[[ Information given, beginning ]]

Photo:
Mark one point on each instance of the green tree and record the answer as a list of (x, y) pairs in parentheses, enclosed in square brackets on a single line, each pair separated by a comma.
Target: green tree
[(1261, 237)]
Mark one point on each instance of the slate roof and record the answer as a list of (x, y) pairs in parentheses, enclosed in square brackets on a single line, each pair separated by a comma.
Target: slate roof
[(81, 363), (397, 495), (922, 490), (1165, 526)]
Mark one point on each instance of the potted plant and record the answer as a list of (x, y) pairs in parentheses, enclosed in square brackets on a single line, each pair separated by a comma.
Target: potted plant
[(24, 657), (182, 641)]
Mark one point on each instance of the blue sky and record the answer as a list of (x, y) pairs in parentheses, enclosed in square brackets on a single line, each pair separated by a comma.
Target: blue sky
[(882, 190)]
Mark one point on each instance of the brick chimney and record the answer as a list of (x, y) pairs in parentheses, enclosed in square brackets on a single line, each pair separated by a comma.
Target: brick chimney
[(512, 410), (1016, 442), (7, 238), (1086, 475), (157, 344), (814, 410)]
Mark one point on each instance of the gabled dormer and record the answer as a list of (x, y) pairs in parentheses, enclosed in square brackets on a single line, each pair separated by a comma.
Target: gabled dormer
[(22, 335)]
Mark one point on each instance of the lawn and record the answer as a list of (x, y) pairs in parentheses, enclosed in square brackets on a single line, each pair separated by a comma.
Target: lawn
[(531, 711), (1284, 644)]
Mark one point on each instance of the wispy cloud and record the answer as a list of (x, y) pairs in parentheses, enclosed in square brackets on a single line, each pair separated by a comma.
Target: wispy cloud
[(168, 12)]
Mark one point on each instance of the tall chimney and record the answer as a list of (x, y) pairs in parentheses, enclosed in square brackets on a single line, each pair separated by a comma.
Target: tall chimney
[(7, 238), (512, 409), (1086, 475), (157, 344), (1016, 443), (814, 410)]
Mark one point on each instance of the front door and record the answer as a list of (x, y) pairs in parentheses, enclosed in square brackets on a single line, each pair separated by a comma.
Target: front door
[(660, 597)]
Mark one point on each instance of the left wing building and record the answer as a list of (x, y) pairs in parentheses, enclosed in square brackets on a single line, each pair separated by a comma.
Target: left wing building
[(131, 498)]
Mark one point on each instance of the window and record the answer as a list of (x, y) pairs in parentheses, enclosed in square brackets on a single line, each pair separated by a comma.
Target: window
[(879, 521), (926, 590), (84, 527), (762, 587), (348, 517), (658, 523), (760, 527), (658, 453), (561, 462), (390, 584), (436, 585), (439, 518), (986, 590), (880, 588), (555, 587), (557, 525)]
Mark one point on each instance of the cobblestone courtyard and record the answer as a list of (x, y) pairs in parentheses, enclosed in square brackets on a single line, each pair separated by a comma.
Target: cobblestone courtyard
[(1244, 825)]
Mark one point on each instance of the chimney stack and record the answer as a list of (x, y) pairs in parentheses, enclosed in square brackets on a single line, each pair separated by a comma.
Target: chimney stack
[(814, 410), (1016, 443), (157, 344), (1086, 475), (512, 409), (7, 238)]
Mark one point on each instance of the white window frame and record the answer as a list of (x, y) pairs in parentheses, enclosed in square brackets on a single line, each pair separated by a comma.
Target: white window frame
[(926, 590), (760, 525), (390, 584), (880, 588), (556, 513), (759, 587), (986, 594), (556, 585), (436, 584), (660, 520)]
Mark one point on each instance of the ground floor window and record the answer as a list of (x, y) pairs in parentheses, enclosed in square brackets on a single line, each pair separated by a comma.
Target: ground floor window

[[ Information given, end ]]

■ What you are asked to do ■
The required output is every line above that contains the string "ground".

■ Answer space ■
Mark one point on each instance of the ground floor window and record the answer as a list of (x, y) pairs in parentheses, enclosed in square brackets on a single line, each pair separated by a comma.
Target: ground floor window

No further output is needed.